- **Assigned task**
Copy the complete listing exactly as shown.

- **Task inputs**
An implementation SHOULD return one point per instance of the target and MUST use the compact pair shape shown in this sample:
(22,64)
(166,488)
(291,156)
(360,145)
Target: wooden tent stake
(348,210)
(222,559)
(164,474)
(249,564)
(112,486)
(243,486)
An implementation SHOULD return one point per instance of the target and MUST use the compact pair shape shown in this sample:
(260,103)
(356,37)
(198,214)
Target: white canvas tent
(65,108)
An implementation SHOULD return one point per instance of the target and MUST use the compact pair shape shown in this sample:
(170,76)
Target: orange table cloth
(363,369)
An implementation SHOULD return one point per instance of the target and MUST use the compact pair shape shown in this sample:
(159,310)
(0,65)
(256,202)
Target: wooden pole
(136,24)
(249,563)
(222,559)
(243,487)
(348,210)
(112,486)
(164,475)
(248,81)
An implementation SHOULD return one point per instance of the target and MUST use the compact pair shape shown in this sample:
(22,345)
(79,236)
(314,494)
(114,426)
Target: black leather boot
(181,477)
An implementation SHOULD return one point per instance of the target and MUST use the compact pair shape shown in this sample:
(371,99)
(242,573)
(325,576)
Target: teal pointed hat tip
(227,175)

- **The completed task**
An implementation SHOULD return one point per instance of the target and MUST use the compact pair shape shown in this sample:
(22,64)
(166,488)
(291,156)
(360,145)
Target: wooden tent stake
(348,210)
(222,559)
(164,474)
(249,564)
(112,486)
(243,486)
An implementation SHOULD return one point per instance of the target and MUST use the compact pair shape shown in this sample:
(260,103)
(356,37)
(198,214)
Target: white canvas tent
(65,108)
An implementation SHOULD return one point per instance of the target and MUST use the compact pair shape shown in this sample:
(170,76)
Target: orange table cloth
(363,369)
An implementation SHOULD return one point per instance of the target and MUST use the compact pair shape shown in this sample:
(159,310)
(0,65)
(256,202)
Target: wooden pole
(136,24)
(249,563)
(222,559)
(243,487)
(348,210)
(112,486)
(164,475)
(248,81)
An implementation SHOULD return one point per instance of the target and MUST use the compact pair shape shown in this sample:
(22,345)
(79,236)
(314,494)
(114,426)
Target: black leather boot
(181,477)
An implementation SHOULD return one point per instance of the target and MUST use the compact pair shape shown in this sample:
(371,99)
(242,573)
(325,576)
Target: teal pointed hat tip
(227,175)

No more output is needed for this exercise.